*REQUEST*
Write out the whole listing exactly as it stands.

*DATA EXCERPTS*
## begin

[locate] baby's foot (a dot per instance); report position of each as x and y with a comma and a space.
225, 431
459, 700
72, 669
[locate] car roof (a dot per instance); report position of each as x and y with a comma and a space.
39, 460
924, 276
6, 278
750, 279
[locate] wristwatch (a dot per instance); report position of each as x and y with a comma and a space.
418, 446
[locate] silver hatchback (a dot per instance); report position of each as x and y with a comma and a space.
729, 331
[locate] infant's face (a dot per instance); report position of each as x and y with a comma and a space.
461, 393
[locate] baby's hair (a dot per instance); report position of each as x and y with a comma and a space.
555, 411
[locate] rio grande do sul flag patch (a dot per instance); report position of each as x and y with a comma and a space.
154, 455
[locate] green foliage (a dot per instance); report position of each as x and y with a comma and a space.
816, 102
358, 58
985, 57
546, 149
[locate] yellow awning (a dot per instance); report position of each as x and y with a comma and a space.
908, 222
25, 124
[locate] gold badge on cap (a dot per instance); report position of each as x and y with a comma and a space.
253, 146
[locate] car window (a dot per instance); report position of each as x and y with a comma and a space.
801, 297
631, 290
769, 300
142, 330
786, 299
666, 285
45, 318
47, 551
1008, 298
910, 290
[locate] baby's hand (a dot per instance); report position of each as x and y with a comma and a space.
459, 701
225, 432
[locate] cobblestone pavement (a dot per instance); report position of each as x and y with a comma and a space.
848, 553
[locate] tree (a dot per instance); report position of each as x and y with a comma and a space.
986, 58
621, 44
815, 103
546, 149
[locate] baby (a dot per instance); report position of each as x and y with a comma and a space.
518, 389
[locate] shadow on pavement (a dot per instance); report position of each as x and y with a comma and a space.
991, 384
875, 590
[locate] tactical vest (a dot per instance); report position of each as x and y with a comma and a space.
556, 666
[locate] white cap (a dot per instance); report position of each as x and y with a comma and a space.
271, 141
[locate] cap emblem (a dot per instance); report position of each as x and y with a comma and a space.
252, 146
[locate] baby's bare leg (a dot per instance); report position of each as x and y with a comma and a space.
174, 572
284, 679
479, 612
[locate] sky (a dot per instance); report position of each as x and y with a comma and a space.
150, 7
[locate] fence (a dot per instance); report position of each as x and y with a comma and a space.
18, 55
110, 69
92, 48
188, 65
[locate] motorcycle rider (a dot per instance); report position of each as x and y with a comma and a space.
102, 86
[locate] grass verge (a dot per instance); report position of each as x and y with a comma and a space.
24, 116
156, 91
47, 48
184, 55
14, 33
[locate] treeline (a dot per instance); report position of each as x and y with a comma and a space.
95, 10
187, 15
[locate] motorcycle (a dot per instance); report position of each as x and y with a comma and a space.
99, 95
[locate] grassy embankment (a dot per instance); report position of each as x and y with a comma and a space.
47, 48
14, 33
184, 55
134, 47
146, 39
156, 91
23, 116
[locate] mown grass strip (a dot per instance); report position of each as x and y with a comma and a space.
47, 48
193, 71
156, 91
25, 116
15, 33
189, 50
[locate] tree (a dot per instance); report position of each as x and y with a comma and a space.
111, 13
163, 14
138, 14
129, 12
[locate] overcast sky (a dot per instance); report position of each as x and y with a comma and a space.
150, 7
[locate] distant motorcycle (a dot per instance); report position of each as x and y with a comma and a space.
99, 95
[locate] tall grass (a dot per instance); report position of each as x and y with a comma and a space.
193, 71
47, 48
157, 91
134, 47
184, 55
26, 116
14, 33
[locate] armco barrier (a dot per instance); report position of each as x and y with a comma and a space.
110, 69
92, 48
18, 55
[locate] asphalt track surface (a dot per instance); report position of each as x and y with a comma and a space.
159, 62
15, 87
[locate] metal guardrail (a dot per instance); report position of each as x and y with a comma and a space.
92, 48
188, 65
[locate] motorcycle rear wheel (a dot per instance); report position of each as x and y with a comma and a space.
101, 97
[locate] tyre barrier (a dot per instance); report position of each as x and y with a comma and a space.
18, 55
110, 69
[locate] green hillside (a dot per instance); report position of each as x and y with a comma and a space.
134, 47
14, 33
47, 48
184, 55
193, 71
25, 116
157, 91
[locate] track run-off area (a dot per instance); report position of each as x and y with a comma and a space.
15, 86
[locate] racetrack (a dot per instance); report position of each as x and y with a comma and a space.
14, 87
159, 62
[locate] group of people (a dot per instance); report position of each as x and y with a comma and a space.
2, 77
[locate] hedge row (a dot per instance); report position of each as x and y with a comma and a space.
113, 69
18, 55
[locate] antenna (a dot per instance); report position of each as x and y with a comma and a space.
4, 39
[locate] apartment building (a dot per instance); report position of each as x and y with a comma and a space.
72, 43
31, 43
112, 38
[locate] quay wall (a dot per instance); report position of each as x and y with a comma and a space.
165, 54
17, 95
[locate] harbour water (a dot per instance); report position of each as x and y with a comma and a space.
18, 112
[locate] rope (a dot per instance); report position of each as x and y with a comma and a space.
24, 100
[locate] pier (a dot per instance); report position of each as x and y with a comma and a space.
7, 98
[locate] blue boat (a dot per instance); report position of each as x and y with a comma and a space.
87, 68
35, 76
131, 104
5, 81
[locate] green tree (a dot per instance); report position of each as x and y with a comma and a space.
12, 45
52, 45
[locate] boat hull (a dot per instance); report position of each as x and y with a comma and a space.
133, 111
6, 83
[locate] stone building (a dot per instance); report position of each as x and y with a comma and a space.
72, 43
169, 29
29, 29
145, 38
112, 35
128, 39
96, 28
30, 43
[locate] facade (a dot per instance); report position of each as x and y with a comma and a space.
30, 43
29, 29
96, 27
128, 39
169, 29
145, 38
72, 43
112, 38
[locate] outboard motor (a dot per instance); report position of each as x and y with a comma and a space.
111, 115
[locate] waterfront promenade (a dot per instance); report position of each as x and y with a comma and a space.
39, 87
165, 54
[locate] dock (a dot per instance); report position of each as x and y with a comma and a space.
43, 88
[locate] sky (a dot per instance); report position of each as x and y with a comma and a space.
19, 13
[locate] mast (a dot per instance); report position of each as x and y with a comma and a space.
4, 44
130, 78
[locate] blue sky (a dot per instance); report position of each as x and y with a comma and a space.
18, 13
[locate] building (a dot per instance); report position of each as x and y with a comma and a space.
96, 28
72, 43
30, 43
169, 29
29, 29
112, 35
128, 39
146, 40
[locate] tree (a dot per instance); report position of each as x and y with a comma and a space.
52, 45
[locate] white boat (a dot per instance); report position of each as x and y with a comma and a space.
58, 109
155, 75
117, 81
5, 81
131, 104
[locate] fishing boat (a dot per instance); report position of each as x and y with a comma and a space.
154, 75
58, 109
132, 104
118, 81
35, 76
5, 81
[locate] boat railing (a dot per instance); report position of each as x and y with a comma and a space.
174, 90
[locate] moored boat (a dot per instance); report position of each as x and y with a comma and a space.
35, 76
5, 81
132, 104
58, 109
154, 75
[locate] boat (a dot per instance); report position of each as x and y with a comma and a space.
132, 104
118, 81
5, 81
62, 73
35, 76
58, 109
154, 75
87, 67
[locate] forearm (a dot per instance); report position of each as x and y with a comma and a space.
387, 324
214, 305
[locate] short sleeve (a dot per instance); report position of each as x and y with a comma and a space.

## end

*EXERCISE RESPONSE*
[locate] baby's foot (a dot per instance); report position of each as x and y with a comma and a space.
225, 431
459, 700
72, 669
[locate] car roof (a dot per instance); report position of each as x and y with a comma and a space.
39, 460
924, 276
6, 278
750, 279
[locate] wristwatch (a dot per instance); report position of each as x and y with a comma and a space.
418, 446
[locate] silver hatchback (a dot per instance); report position of each as x and y with a comma and a space.
729, 331
[locate] infant's face (a dot per instance); report position of each as x and y with a comma and a space.
461, 393
[locate] baby's hair (a dot per instance); report position of each as x and y with a comma and a space.
555, 411
[locate] rio grande do sul flag patch (a dot per instance); report position of each as x and y with a comma and a space.
154, 455
[locate] green foliage (a dot per instance); report position of each as x and y with a comma and a space.
816, 102
358, 58
985, 57
546, 149
[locate] yellow awning (a dot per instance); report position of each as x and y with a comma and a space.
908, 222
25, 124
[locate] gold badge on cap (a dot per instance); report position of each as x and y with a comma and a space.
253, 146
[locate] car window (a dot per instance); report position of each as x and y with a comma and a space.
801, 297
631, 290
769, 300
142, 330
786, 299
666, 285
45, 318
47, 551
1008, 298
910, 290
[locate] baby's hand (a dot per instance); report position of each as x and y with a comma and a space.
459, 701
225, 432
[locate] cobblestone pavement (a dot per instance); report position of each as x and y with a comma and a space.
848, 553
[locate] tree (a dot per instance); report position of each as x and y with a comma and a space.
986, 58
621, 44
815, 103
546, 149
[locate] baby (a dot per instance); report position of each as x and y with a comma and a space.
518, 389
[locate] shadow on pavement (a dot per instance); report position of each as x and y with a comma and a space.
991, 384
875, 590
[locate] tactical vest (a dot per instance); report position of each as x and y with a comma and a space.
556, 666
[locate] white cap (a dot per instance); report position of each as x and y with a comma and a space.
271, 141
[locate] cap emblem (a dot per instance); report position of each as x and y with a comma and a space.
252, 146
[locate] baby's bare leg (a dot per instance); report position of each as x and y with a comma and a space.
174, 572
284, 679
479, 612
[locate] sky (a dot per instance); report position of each as x and y with a comma and a space.
150, 7
[locate] fence (a dot per instance); report position of each as x and y with a comma and a space.
18, 55
110, 69
92, 48
188, 65
[locate] motorcycle rider (a dot per instance); report position of each as x and y with a comma and a space.
102, 86
[locate] grass verge (a dot per instance); report position of each as x and y with a comma and a space.
24, 116
156, 91
47, 48
184, 55
14, 33
[locate] treeline (a dot per instance); report position of each as x and y with a comma and a space.
95, 10
187, 15
[locate] motorcycle (a dot per instance); report position of each as x and y with a comma and a space.
99, 95
[locate] grassy embankment (a dot per instance); report position of each as x and y with a comma and a space.
47, 48
14, 33
184, 55
134, 47
146, 39
156, 91
23, 116
[locate] mown grass strip (a dot per instance); report position of each as x and y with a comma and a space.
47, 48
193, 71
156, 91
25, 116
15, 33
189, 50
[locate] tree (a dot per instance); report position of each as x and y with a comma and a space.
111, 13
163, 14
138, 14
129, 12
[locate] overcast sky (a dot per instance); report position of each as x and y with a comma and a space.
150, 7
[locate] distant motorcycle (a dot per instance); report position of each as x and y with a comma and a space.
99, 95
[locate] tall grass (a dot per instance); report position of each as x and y with a comma and a space.
193, 71
47, 48
157, 91
134, 47
184, 55
26, 116
14, 33
[locate] armco barrier (a dot per instance); report position of each as x and y with a comma and a space.
110, 69
92, 48
18, 55
[locate] asphalt track surface (a dot per instance); report position of each as x and y with a comma and a space.
159, 62
15, 87
[locate] metal guardrail (a dot per instance); report position of each as x and y with a comma and a space.
92, 48
188, 65
[locate] motorcycle rear wheel (a dot per instance); report position of each as x and y with a comma and a space.
101, 97
[locate] tyre barrier (a dot per instance); report position of each as x and y with a comma and a space.
18, 55
110, 69
[locate] green hillside (a dot per instance); report position of each as x and y with a comma and a space.
134, 47
14, 33
47, 48
184, 55
193, 71
25, 116
157, 91
[locate] track run-off area (a dot per instance); report position of each as x and y with a comma and a space.
15, 86
[locate] racetrack (a dot per instance); report position of each as x and y with a comma and a space.
14, 87
159, 62
[locate] group of people (a dot per instance); report position of each as x and y with a comma and a space.
2, 77
[locate] hedge row (a dot per instance); report position of each as x and y with a comma and a space.
113, 69
18, 55
[locate] antenna (a dot per instance); report position of each as x and y with a comma and a space.
4, 39
[locate] apartment building (a dot per instance); report position of each as x and y with a comma and a space.
72, 43
31, 43
112, 38
[locate] quay wall (a dot per instance); report position of each as x and y with a comma and a space.
165, 54
17, 95
[locate] harbour water (a dot per instance); report position of each as x and y with a comma and a space.
18, 112
[locate] rope (a dot per instance); report position of each as x and y with a comma and a space.
24, 100
[locate] pier (a dot per instance); report position of each as x and y with a comma and a space.
7, 98
[locate] blue boat (a dot per instance); report position of each as x and y with a comma and a space.
87, 68
35, 76
131, 104
5, 81
[locate] green tree (a dot per instance); report position of each as x and y with a comma and a space.
12, 45
52, 45
[locate] boat hull (a dot per instance); report position of each as x and y with a comma and a space.
133, 111
6, 83
[locate] stone building (a dot per instance); report position of each as x and y with a comma and a space.
72, 43
169, 29
29, 29
145, 38
112, 35
128, 39
96, 28
30, 43
[locate] facade (a dot per instance); report position of each as x and y with a comma and a space.
30, 43
29, 29
96, 27
128, 39
169, 29
145, 38
72, 43
112, 38
[locate] outboard motor (a dot per instance); report position of each as x and y with a comma and a space.
111, 115
[locate] waterfront promenade (a dot per instance); report position of each as x and y with a comma and a space.
39, 87
165, 54
[locate] dock (a dot per instance); report position of each as x and y with a comma and a space.
43, 88
[locate] sky (a dot per instance); report position of each as x and y with a comma and a space.
19, 13
[locate] mast (a dot per instance); report position of each as x and y with a comma and a space.
4, 44
130, 78
[locate] blue sky (a dot per instance); report position of each as x and y with a comma and a space.
18, 13
[locate] building (a dot per instance); report position of each as x and y with a comma and a space.
96, 28
72, 43
30, 43
169, 29
29, 29
112, 35
128, 39
146, 40
[locate] tree (a dot per instance); report position of each as x and y with a comma and a space.
52, 45
[locate] white boat (a dot per instance); report position of each as x and y with a comma and a space.
58, 109
155, 75
117, 81
5, 81
131, 104
[locate] fishing boat (a dot per instance); report position of each as x and y with a comma and a space.
154, 75
58, 109
132, 104
118, 81
35, 76
5, 81
[locate] boat railing (a dot per instance); report position of each as x and y with a comma and a space.
174, 90
[locate] moored boat (a dot per instance); report position of each as x and y with a comma and a space.
35, 76
5, 81
132, 104
58, 109
154, 75
[locate] boat (a dot per instance); report position of each as x and y with a comma and a space.
132, 104
118, 81
5, 81
62, 73
35, 76
58, 109
154, 75
87, 67
[locate] forearm (a dot per instance); report position of each as x and y with a comma and a space.
387, 324
214, 305
[locate] short sleeve (a dot per instance); report position of each as x and y with a comma and a space.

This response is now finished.